→ **Task brief**:
Without the pictures, set down the records below word for word.

→ **Records shown**:
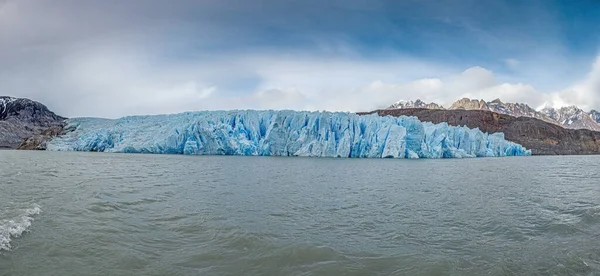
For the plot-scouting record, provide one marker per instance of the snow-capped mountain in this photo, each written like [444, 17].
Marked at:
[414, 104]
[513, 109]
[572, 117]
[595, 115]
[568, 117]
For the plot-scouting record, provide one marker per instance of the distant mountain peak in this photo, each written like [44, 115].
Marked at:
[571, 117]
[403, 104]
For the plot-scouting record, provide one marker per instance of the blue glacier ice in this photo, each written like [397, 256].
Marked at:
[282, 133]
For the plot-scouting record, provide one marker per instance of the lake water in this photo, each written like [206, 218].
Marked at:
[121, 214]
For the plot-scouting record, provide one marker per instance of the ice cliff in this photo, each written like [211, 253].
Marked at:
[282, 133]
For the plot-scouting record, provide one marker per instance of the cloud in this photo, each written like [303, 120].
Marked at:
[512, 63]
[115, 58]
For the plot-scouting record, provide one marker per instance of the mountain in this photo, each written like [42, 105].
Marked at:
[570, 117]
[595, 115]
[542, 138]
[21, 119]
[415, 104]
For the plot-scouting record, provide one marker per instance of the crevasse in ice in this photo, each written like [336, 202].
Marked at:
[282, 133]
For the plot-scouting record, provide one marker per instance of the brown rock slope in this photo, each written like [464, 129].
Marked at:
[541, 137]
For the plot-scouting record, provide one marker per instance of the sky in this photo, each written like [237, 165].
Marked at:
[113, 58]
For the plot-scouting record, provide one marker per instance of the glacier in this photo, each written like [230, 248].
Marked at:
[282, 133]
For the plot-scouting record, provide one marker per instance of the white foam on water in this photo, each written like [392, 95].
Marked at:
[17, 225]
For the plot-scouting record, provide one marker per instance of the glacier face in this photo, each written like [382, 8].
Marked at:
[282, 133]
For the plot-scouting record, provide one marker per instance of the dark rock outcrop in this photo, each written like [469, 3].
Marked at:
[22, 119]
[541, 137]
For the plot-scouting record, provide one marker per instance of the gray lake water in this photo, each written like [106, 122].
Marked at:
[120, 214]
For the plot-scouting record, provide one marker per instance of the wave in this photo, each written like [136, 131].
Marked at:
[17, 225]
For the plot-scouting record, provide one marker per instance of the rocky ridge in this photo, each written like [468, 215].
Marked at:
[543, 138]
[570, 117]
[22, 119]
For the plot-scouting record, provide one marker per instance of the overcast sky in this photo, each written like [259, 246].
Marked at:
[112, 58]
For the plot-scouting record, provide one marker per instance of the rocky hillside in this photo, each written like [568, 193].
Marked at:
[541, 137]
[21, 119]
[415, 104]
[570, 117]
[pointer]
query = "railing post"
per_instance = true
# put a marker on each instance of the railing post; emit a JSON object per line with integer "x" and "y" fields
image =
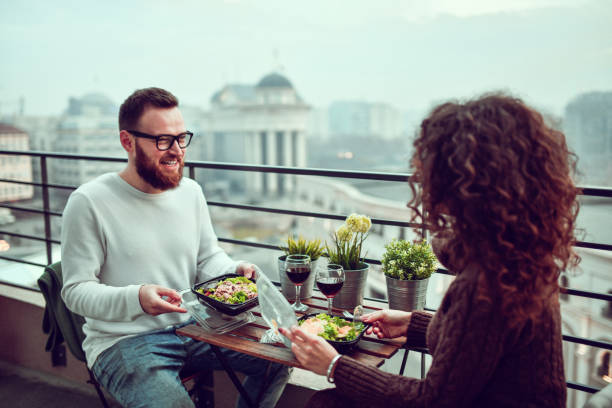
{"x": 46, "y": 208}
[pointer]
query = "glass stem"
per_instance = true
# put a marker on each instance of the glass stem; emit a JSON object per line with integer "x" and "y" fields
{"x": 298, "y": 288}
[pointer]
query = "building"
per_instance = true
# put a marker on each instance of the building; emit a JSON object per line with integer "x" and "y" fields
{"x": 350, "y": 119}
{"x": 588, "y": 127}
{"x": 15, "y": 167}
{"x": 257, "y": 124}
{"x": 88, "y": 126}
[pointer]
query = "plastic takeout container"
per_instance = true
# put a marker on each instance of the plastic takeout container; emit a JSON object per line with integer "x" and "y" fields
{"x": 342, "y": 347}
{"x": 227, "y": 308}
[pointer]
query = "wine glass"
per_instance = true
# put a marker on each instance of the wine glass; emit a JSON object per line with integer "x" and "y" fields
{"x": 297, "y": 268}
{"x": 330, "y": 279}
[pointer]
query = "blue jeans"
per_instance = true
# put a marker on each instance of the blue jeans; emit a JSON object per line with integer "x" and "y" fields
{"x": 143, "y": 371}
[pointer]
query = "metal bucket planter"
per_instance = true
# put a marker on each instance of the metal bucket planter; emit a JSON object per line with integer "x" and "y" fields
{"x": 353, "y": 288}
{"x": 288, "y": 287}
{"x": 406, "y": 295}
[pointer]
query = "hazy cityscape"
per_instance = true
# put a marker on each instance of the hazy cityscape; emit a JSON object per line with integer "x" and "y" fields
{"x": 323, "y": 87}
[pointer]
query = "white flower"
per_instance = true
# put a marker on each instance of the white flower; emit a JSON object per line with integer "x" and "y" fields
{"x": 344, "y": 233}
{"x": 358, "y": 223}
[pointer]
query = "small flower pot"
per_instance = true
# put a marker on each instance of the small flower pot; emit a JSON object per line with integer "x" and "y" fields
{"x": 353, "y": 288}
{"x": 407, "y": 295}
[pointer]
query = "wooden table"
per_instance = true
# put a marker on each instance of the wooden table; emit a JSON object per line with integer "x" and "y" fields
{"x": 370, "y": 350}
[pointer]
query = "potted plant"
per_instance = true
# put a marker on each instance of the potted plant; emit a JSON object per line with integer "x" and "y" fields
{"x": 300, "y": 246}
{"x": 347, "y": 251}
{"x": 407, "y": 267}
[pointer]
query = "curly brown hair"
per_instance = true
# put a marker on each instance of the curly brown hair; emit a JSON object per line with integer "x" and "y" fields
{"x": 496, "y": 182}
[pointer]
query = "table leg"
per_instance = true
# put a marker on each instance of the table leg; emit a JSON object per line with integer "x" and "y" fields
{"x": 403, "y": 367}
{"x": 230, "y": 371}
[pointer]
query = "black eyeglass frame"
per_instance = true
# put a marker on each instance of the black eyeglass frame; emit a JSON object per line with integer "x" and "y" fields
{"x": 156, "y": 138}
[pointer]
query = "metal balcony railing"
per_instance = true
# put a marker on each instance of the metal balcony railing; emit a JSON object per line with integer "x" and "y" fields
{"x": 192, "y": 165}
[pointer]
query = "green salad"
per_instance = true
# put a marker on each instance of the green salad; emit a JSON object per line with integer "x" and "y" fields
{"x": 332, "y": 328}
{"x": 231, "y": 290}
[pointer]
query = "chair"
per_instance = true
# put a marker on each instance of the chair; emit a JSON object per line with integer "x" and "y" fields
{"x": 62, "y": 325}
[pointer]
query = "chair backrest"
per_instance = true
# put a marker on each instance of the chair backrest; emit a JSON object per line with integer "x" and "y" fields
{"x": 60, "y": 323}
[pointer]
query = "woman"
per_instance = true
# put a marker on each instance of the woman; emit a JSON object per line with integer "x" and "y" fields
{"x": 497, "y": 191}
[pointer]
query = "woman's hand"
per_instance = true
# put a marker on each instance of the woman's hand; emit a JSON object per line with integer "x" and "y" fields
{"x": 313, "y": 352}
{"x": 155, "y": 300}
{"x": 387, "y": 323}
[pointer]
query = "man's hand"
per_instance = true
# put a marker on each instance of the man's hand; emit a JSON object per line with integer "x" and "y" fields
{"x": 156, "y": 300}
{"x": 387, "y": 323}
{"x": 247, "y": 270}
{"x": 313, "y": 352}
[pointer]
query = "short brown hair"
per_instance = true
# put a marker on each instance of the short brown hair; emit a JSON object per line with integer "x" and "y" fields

→ **Solution to this task**:
For the plot-scouting record, provide one marker per instance of the snow-capped mountain in this photo, each written like [444, 17].
Marked at:
[414, 104]
[513, 109]
[572, 117]
[595, 115]
[568, 117]
For the plot-scouting record, provide one marker per instance of the distant mountain peak in this photo, each written like [44, 115].
Marked at:
[571, 117]
[403, 104]
For the plot-scouting record, provide one marker per instance of the blue glacier ice in this photo, each written like [397, 256].
Marked at:
[282, 133]
For the plot-scouting record, provide one marker per instance of the lake water in this photo, each written like [206, 218].
Marked at:
[121, 214]
For the plot-scouting record, provide one marker per instance of the ice cliff in this photo, each written like [211, 253].
Marked at:
[282, 133]
For the plot-scouting record, provide one marker per instance of the cloud in this photo, each written like [303, 120].
Marked at:
[512, 63]
[115, 58]
For the plot-scouting record, provide one marker per instance of the mountain in this photo, each written like [42, 105].
Marked at:
[570, 117]
[595, 115]
[542, 138]
[21, 119]
[415, 104]
For the plot-scouting record, provide one marker per instance of the crevasse in ice in this photo, each written like [336, 202].
Marked at:
[282, 133]
For the plot-scouting record, provide one marker per instance of the brown rock slope in this photo, each written like [464, 129].
Marked at:
[541, 137]
For the plot-scouting record, provide one marker per instance of the sky in this photo, each written like [237, 165].
Marked at:
[113, 58]
For the plot-scouting record, provide one marker per instance of the glacier in this photo, each written like [230, 248].
Marked at:
[282, 133]
For the plot-scouting record, provide one marker per instance of the white foam on water in this photo, each written like [392, 95].
Marked at:
[17, 225]
For the plot-scouting record, provide one marker per instance of the glacier face in this photo, each written like [382, 8].
Marked at:
[282, 133]
For the plot-scouting record, provide one marker per instance of the dark rock outcrop in this photo, each written like [469, 3].
Marked at:
[22, 119]
[541, 137]
For the plot-scouting record, provide one marker per instance of the gray lake water in this photo, each written like [106, 122].
Marked at:
[120, 214]
For the plot-scouting record, provide one marker per instance of the wave in this photo, each written like [136, 131].
Marked at:
[17, 225]
For the plot-scouting record, provide one marker per instance of the rocky ridge in this photo, each written like [468, 215].
Marked at:
[543, 138]
[570, 117]
[22, 119]
For the plot-scouting record, provide one marker per instance of the overcast sky in this photo, each written like [259, 246].
Marked at:
[112, 58]
For the plot-scouting record, provide one marker per instance of the rocky hillside in this photo, each written like [568, 193].
Marked at:
[541, 137]
[21, 119]
[415, 104]
[570, 117]
[pointer]
query = "railing post"
per_instance = true
# put a marker on each instance of the railing post; emit a JSON object per line with integer "x" and "y" fields
image =
{"x": 46, "y": 208}
[pointer]
query = "glass stem"
per_instance = true
# put a marker on each instance of the glass stem; emit a JSON object per line with integer "x" and "y" fields
{"x": 298, "y": 288}
[pointer]
query = "building"
per_instance = true
# put a marker on each instance of the building; emit a JSON object per line with integer "x" and "y" fields
{"x": 350, "y": 119}
{"x": 588, "y": 127}
{"x": 15, "y": 167}
{"x": 257, "y": 124}
{"x": 88, "y": 126}
[pointer]
query = "plastic takeout container"
per_instance = true
# put a marker on each instance of the plastic takeout container; emit a JSON object per line with integer "x" and "y" fields
{"x": 342, "y": 347}
{"x": 227, "y": 308}
[pointer]
query = "wine glass"
per_instance = true
# put a marker on each instance of the wine glass; emit a JSON object per line with integer "x" and "y" fields
{"x": 297, "y": 268}
{"x": 330, "y": 279}
[pointer]
query = "blue jeans"
per_instance = true
# put a marker on each instance of the blue jeans; emit a JSON object per line with integer "x" and "y" fields
{"x": 143, "y": 371}
[pointer]
query = "metal bucket planter"
per_instance = true
# put a marker on each instance of the metal bucket planter; emit a JSON object per line with integer "x" and "y" fields
{"x": 353, "y": 288}
{"x": 288, "y": 287}
{"x": 406, "y": 295}
[pointer]
query = "hazy cityscape"
per_instance = true
# put a marker on each instance of the hazy cityscape; emit a JSON object per line with integer "x" and "y" fields
{"x": 323, "y": 87}
[pointer]
query = "white flower"
per_instance = true
# put a marker on each instance of the white flower; emit a JSON object per line with integer "x" and "y" fields
{"x": 344, "y": 233}
{"x": 358, "y": 223}
[pointer]
query = "small flower pot"
per_instance = true
# put a marker on each instance of the small flower pot; emit a JSON object per line with integer "x" and "y" fields
{"x": 353, "y": 288}
{"x": 407, "y": 295}
[pointer]
query = "wooden table"
per_instance = true
# put a marker on each instance of the wooden table; emit a JSON object per line with integer "x" and "y" fields
{"x": 370, "y": 350}
[pointer]
query = "potted plant"
per_instance = true
# put a marker on each instance of the potted plant; emit a JSON object per line with integer "x" and "y" fields
{"x": 300, "y": 246}
{"x": 347, "y": 251}
{"x": 407, "y": 267}
[pointer]
query = "curly brown hair"
per_instance = true
# put a marker on each instance of the curly brown hair; emit a JSON object per line with integer "x" and "y" fields
{"x": 496, "y": 182}
[pointer]
query = "table leg"
per_instance = true
# put a marker on each instance of the table leg; emit a JSON object per line with integer "x" and "y" fields
{"x": 403, "y": 367}
{"x": 230, "y": 371}
[pointer]
query = "black eyeglass frame"
per_instance = true
# put a marker on each instance of the black eyeglass frame; emit a JSON object per line with integer "x" and "y" fields
{"x": 156, "y": 138}
[pointer]
query = "metal balcony railing"
per_instance = true
# put a marker on each instance of the metal balcony railing; emit a JSON object per line with integer "x" and "y" fields
{"x": 192, "y": 165}
[pointer]
query = "green salad"
per_instance = true
# put a marker on each instance of the green salad; emit a JSON object per line with integer "x" and "y" fields
{"x": 332, "y": 328}
{"x": 231, "y": 290}
[pointer]
query = "chair"
per_instance = true
# put a marker on each instance of the chair; emit a JSON object per line with integer "x" and "y" fields
{"x": 62, "y": 325}
[pointer]
query = "chair backrest"
per_instance = true
# put a marker on each instance of the chair backrest; emit a JSON object per line with integer "x" and "y" fields
{"x": 60, "y": 323}
[pointer]
query = "woman"
per_instance = true
# put a marker on each instance of the woman; emit a JSON object per line with integer "x" and "y" fields
{"x": 497, "y": 191}
[pointer]
query = "woman's hand"
per_instance = true
# put a marker on each instance of the woman's hand; emit a JSON object per line with integer "x" and "y" fields
{"x": 313, "y": 352}
{"x": 155, "y": 300}
{"x": 387, "y": 323}
[pointer]
query = "man's hand"
per_instance = true
# put a marker on each instance of the man's hand; emit a JSON object per line with integer "x" and "y" fields
{"x": 156, "y": 300}
{"x": 387, "y": 323}
{"x": 247, "y": 270}
{"x": 313, "y": 352}
[pointer]
query = "short brown hair"
per_instance = true
# put a marker on each instance of the short brown hair; emit a JSON object per line with integer "x" and "y" fields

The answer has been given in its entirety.